◆ Dataset entries:
(begin)
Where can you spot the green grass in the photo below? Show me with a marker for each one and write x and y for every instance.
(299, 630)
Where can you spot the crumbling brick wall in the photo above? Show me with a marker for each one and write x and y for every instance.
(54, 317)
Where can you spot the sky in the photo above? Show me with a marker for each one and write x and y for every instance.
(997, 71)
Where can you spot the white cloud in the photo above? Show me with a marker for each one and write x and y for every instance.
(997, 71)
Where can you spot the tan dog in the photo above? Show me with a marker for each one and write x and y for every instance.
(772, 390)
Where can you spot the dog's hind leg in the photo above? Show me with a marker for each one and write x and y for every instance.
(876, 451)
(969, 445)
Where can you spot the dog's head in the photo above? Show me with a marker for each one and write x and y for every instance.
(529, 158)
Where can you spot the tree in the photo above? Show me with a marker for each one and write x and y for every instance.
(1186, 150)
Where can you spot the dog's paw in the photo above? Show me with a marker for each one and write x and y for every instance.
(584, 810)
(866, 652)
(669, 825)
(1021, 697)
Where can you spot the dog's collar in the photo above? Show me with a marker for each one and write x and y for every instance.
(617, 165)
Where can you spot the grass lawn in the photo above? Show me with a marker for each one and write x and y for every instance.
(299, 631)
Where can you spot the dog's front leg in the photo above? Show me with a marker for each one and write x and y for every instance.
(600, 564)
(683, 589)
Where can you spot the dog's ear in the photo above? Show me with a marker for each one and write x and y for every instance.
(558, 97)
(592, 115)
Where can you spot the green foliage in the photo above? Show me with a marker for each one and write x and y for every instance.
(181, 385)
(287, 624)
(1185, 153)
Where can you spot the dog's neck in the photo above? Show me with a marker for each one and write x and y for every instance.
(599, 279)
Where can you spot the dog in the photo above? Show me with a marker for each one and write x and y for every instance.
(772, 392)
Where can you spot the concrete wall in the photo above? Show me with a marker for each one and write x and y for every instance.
(end)
◆ OBJECTIVE: Convert the data from the first line through the line containing "(1185, 153)" into a JSON list of strings with one string per line, including both ends and omitting blank lines.

◆ COMPLETED TASK:
[
  "Where can you spot the green grass in the photo below? Show me with a marker for each one and write x and y for every instance.",
  "(299, 630)",
  "Where can you spot the crumbling brick wall in the photo above? Show me with a marker for each one and write x and y for every instance.",
  "(54, 317)",
  "Where can you spot the sky in the photo above? Show me with a marker for each one and write x and y for every instance.",
  "(997, 71)",
  "Where can you spot the white cloud in the photo above? Show me with a marker for each one and write x and y for every instance.",
  "(997, 71)",
  "Where can you spot the tan dog in the photo above? Show me with a marker for each one and write x and y for every instance.",
  "(772, 390)",
  "Where can you spot the dog's hind leg in the photo above? Show me with a marker for each one and write x and y for every instance.",
  "(876, 451)",
  "(969, 445)",
  "Where can you spot the dog's head in the photo above? Show me with a marker for each one and write x and y for every instance.",
  "(529, 158)",
  "Where can you spot the tree in the photo above? Show me with a marker for each one and write x and y for every instance.",
  "(1186, 150)",
  "Where can you spot the dog's paw in the photo above? Show me with a marker for each one and write x and y for every instance.",
  "(584, 810)",
  "(866, 652)",
  "(669, 825)",
  "(1021, 697)",
  "Where can you spot the dog's collar in the photo above? Show me with a marker for each one and write x and y for every instance.",
  "(617, 165)",
  "Where can you spot the grass lawn in the photo above? Show me with a marker for each one and write x and y for every instance.",
  "(299, 631)",
  "Where can you spot the dog's front leg in the photo above? Show me with a marker for each one and write x and y for every instance.",
  "(600, 564)",
  "(683, 589)",
  "Where can you spot the dog's ear in the photo above? Show me with a marker for each one and write x and y for every instance.",
  "(558, 97)",
  "(592, 115)",
  "Where can you spot the green foliage in the photo above? Show me with a marker for each one and write x and y for every instance.",
  "(181, 385)",
  "(287, 624)",
  "(1185, 153)"
]